◆ **Written exercise a**
Lay out the entries, from their start through the line containing "[125, 189, 221, 220]", as a numbered list with blank lines left out. Leave the pictures out of your answer.

The suit was filed Thursday by the Constitutional Law Center for Muslims in America on behalf of the father of 24-year-old Hoda Muthana. The suit was filed against President Donald Trump, Secretary of State Mike Pompeo, and Attorney General William Barr,

“If you ask the American public, banishment for going over to ISIS would seem to be an appropriate punishment. You know you can’t come back. The constitution, however, forbids that as a punishment and the Supreme Court has spoken very clearly that this is an appropriate level to strip citizenship. So the administration has reasons to try and stop it. I would say, though, that the legal case that the administration has is not a very strong one,” said Charles Swift, Hoda Muthana’s attorney.

Muthana’s father, Ahmed Ali Muthana, is asking the United States government to allow Hoda and her son into the country and that he be allowed to legally send money to them to enable their safe passage back home.

Pompeo said Wednesday that Muthana does not have a U.S. Passport or any legal basis to enter the country. Many politicians, including Alabama Rep. Gary Palmer, agree.

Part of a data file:
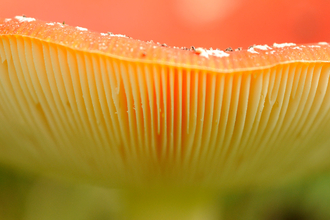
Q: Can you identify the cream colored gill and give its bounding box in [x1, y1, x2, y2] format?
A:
[0, 35, 330, 187]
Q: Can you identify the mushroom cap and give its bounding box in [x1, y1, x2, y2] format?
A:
[0, 16, 330, 188]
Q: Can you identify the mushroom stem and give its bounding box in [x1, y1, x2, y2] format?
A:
[125, 189, 221, 220]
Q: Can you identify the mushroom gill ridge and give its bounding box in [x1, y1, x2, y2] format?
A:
[0, 18, 330, 187]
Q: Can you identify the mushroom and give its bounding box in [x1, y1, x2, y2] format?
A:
[0, 16, 330, 219]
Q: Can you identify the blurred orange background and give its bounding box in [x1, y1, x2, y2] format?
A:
[0, 0, 330, 49]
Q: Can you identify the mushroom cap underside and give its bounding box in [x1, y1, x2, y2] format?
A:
[0, 17, 330, 187]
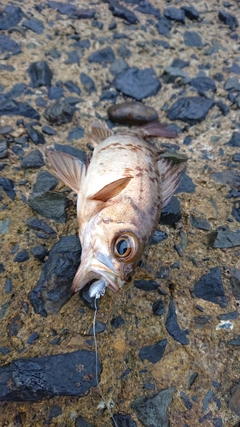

◆ **Written exercise b**
Proceed with the news excerpt about the Hoda Muthana lawsuit from where it stops.

◆ **Expected answer a**
1. Q: Can you identify the cream colored gill and give its bounding box in [x1, y1, x2, y2] format?
2. A:
3. [0, 35, 330, 187]
4. Q: Can you identify the mushroom cap and give its bounding box in [x1, y1, x2, y2] format?
5. A:
6. [0, 16, 330, 188]
7. Q: Can you identify the mushroom stem and give its bounding box in [x1, y1, x2, y2] format?
8. A:
9. [125, 189, 221, 220]

◆ **Expected answer b**
“Those who betray the country and fight for ISIS have to suffer the consequences for their actions. Secretary Pompeo has expressed that she has no legal basis to return to the U.S. and I agree with him. She forfeited the privileges of citizenship when she provided aid to radical extremists seeking to kill Americans," said Palmer (R - Alabama), in a statement to WBRC.

President Trump also tweeted Wednesday about instructing Pompeo not to allow her back into the country.

Muthana joined the Islamic State after becoming radicalized in November 2014. She said recently she regrets aligning herself with the terrorist organization and wants to return to the United States with her son.